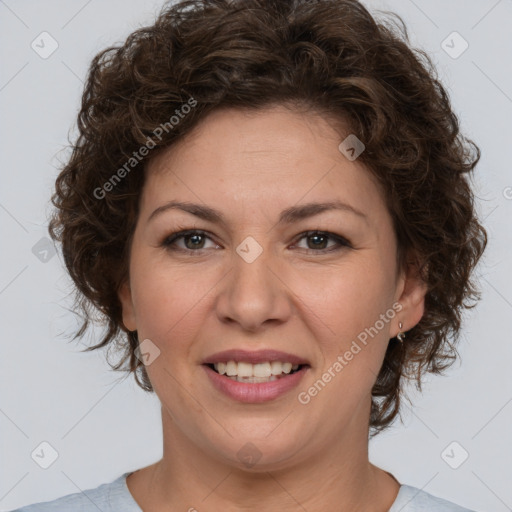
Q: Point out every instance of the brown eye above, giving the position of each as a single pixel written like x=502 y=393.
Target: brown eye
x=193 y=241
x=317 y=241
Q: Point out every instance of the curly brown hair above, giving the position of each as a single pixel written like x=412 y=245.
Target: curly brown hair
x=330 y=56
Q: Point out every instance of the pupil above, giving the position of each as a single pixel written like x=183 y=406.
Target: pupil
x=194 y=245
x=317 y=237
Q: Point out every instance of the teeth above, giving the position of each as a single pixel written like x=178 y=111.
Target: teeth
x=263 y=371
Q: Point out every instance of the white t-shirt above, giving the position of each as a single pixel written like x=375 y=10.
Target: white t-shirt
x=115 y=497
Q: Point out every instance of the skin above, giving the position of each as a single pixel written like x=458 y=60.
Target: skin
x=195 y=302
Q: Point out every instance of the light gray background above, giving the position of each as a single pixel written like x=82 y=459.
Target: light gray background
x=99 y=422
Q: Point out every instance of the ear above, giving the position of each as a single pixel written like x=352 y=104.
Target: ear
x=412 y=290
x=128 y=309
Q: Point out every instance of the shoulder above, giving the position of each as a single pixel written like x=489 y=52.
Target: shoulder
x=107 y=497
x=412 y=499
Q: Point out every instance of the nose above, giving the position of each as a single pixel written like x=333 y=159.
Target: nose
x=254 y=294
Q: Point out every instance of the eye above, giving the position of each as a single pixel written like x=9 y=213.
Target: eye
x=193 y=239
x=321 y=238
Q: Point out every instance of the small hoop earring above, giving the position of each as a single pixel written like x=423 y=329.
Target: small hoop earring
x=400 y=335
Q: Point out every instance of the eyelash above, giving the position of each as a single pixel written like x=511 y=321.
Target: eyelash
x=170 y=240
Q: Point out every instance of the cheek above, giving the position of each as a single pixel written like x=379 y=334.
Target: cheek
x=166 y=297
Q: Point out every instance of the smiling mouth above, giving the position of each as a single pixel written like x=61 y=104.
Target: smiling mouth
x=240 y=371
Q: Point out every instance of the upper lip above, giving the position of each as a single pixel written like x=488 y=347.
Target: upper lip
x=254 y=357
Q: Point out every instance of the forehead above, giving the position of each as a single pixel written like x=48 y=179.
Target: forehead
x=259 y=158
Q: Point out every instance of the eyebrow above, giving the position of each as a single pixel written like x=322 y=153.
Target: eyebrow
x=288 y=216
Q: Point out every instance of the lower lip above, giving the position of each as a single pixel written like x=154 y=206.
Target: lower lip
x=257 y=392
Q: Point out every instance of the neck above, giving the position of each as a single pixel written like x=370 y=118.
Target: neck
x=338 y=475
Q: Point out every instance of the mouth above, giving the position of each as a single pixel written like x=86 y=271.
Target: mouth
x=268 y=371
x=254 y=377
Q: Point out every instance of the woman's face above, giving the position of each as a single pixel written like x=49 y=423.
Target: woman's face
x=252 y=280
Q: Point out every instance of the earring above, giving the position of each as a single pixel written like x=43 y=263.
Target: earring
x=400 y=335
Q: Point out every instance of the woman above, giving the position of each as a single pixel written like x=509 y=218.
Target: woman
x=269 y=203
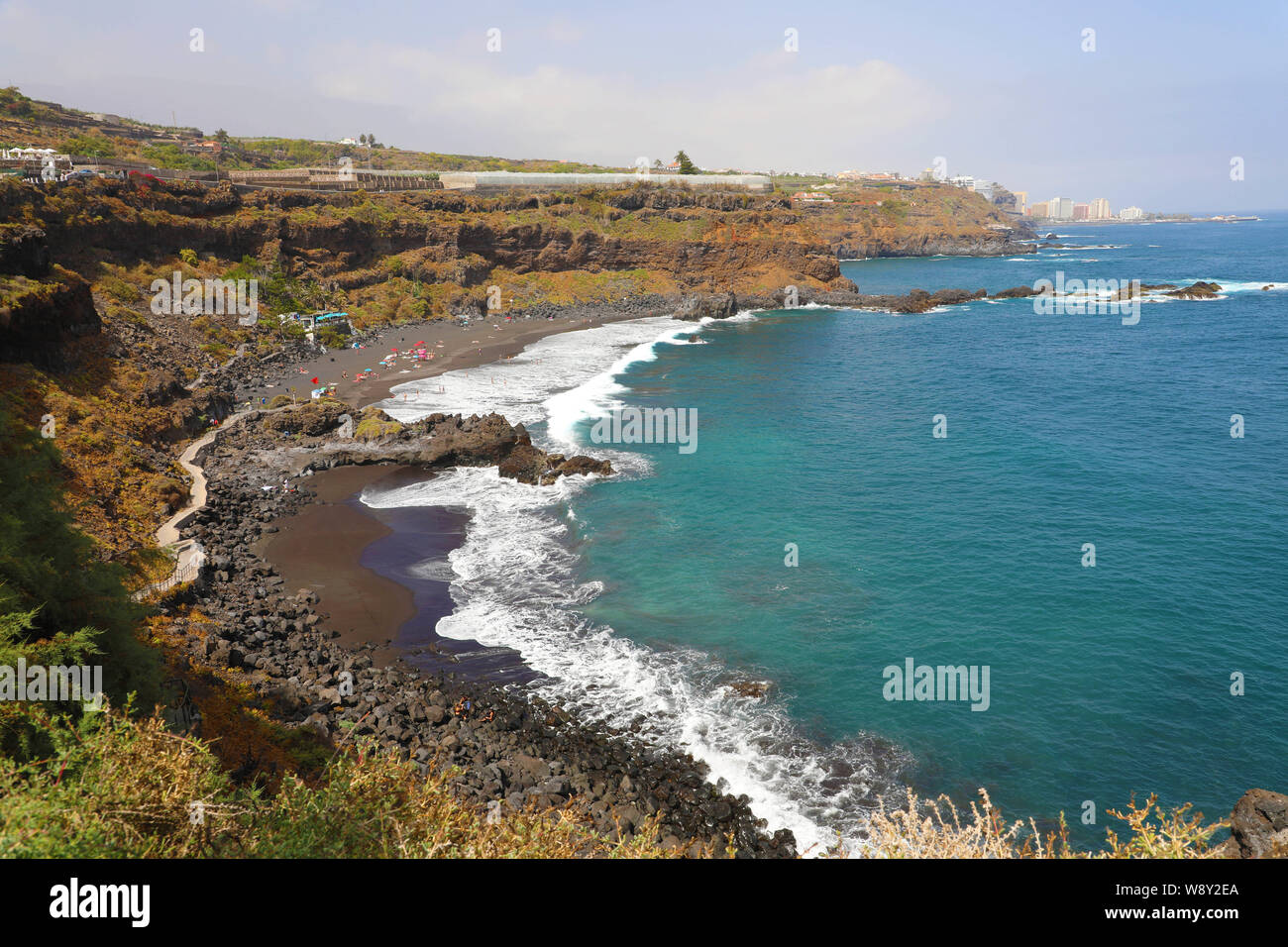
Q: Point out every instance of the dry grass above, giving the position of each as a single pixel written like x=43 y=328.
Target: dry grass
========
▶ _WORK TO DO_: Copy all of the rows above word for word, leaving out the pictures.

▶ _SOLUTION FOR THIS TASK_:
Q: Point out every instance of the brown eye above, giving the position of each as a single pixel written like x=502 y=393.
Target: brown eye
x=193 y=241
x=317 y=241
Q: Point out every instance of the curly brown hair above, giving the position of each as a single pixel written like x=412 y=245.
Target: curly brown hair
x=330 y=56
Q: Point out every instance of the pupil above, giving the position of each as a single pixel written like x=183 y=406.
Target: pupil
x=194 y=245
x=317 y=237
Q: Point out every instance of the teeth above, giving the position of each as a single pixel written like x=178 y=111.
Target: teeth
x=263 y=371
Q: Point out every instance of the white t-shirt above, giving the position of each as a single pixel written like x=375 y=10.
Target: white t-shirt
x=115 y=497
Q: Point out every instance of the skin above, giving the position of each as a single pixel written like x=458 y=60.
Target: skin
x=195 y=302
Q: Point out every instance of the light gray background above, giving the position of each as a single pixel written like x=82 y=459.
Target: light gray background
x=99 y=422
Q: Point out every instance of the ear above, giving the position of each as a single pixel written like x=352 y=104.
Target: ear
x=412 y=290
x=128 y=309
Q: Point out every instance of the shoulder above, giving the position of each as a single pixel written like x=489 y=52.
Target: shoulder
x=107 y=497
x=412 y=499
Q: Point out every instance of the nose above, giving the position of each as a single pixel written like x=333 y=159.
Target: nose
x=254 y=294
Q: Point out every instance of the eye above, giving the position of each as a single pixel written like x=9 y=213.
Target: eye
x=193 y=239
x=321 y=238
Q: Point out every instance of the small hoop earring above, giving the position of each as a single pixel written like x=423 y=329.
Target: small hoop earring
x=400 y=335
Q: Point out every instance of the eyelash above, giving the position of each as a single pixel written like x=511 y=321.
Target: eyelash
x=170 y=240
Q: Point out every instance of the cheek above, giving the position of each as a single pixel written like x=379 y=334.
Target: cheek
x=166 y=297
Q: Point out every instance of the smiling mouth above, giving the position of each as a single pixel written like x=61 y=104.
Target: smiling mouth
x=240 y=371
Q: Point out every instance of the upper lip above, giving the position of each as a single pixel written like x=488 y=347.
Target: upper lip
x=254 y=357
Q: Point out every instance of the forehead above, giving the position of each as a single pixel written like x=48 y=179.
Target: forehead
x=259 y=158
Q: Point out every instance of the eyebrow above, giving the position of each as a single pixel written like x=322 y=153.
Target: eyebrow
x=288 y=216
Q: Point out every instance of the lower lip above, giving the position of each as a single pixel written like x=154 y=206.
Target: lower lip
x=257 y=392
Q: Point out every instance of the neck above, giving the position of each as a single pixel written like x=370 y=118.
Target: neck
x=338 y=475
Q: Point out every instance of the mouth above, giving the position of each as a single pixel written like x=86 y=271.
Target: mouth
x=268 y=371
x=254 y=377
Q: Point out every instance of the woman's face above, giving the position of each as a single pixel written like x=49 y=423.
Target: woman's face
x=252 y=280
Q: Point out every instance of the earring above, giving the position of each as a single pixel written like x=43 y=263.
Target: earring
x=400 y=335
Q: Point out every instance of the woman above, giving the position of each as a single pixel written like x=509 y=218.
Target: woman
x=269 y=203
Q: Point out every instance of the dry grass above, giving the position of each as a single pixel written like x=43 y=328.
Target: dry grass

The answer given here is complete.